*EXCERPT PROVIDED*
---*---

With AMQP (specifically, RabbitMQ) I can set up a fanout topology such that a publisher simply publishes to an exchange. Clients then bind their queues to this exchange based on a routing key, and any messages matching the key will be copied there. If no clients have bound, messages disappear into the aether.
For example, the publisher can use the exchange "changes" to write messages with keys such as "create.post.123" or "update.user.321". A consumer can then bind a queue to the exchange with the filters "create." and "update." to get all create and update messages. A different app can listen to just ".user." to get anything related to users.
This is a really powerful tool, allowing publishers to be dumb firehoses and clients to surgically pick what they need. Of course you don't need exchanges and bindings to accomplish this, only topics.
To everyone who thinks this sounds scary, don't worry. You can bind dedicated "Undelivered queues" and "Dead letter" queues to exchanges to make sure that when routing fails, you don't lose any messages.

---*---

*AVAILABLE DATA*

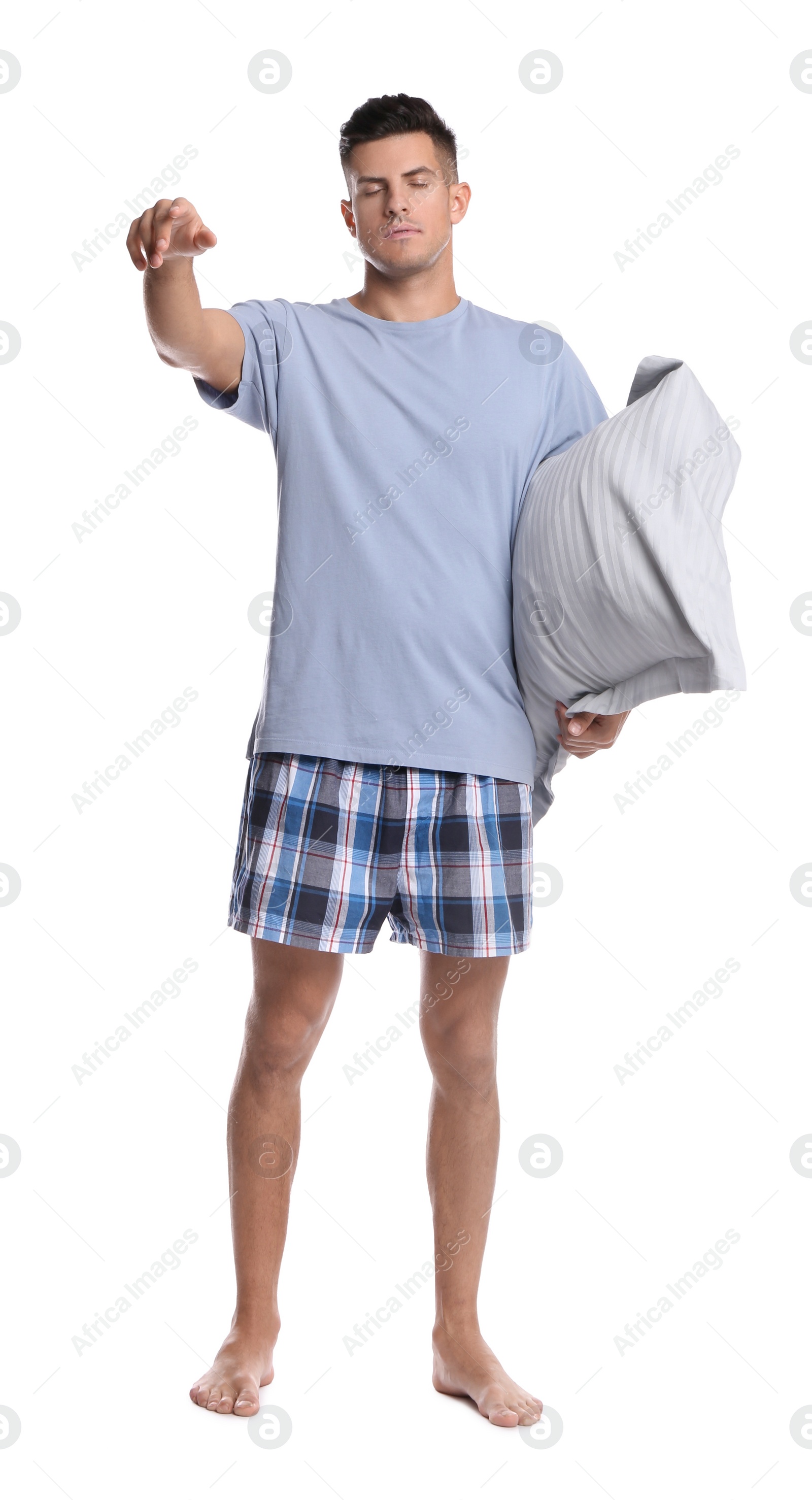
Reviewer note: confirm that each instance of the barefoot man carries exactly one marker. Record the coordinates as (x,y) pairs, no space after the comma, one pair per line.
(391,761)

---*---

*WHAT IS BEING ASKED*
Copy out the passage about RabbitMQ exchanges and routing keys above word for word, from its first sentence through its last.

*SOLVED EXERCISE*
With AMQP (specifically, RabbitMQ) I can set up a fanout topology such that a publisher simply publishes to an exchange. Clients then bind their queues to this exchange based on a routing key, and any messages matching the key will be copied there. If no clients have bound, messages disappear into the aether.
For example, the publisher can use the exchange "changes" to write messages with keys such as "create.post.123" or "update.user.321". A consumer can then bind a queue to the exchange with the filters "create." and "update." to get all create and update messages. A different app can listen to just ".user." to get anything related to users.
This is a really powerful tool, allowing publishers to be dumb firehoses and clients to surgically pick what they need. Of course you don't need exchanges and bindings to accomplish this, only topics.
To everyone who thinks this sounds scary, don't worry. You can bind dedicated "Undelivered queues" and "Dead letter" queues to exchanges to make sure that when routing fails, you don't lose any messages.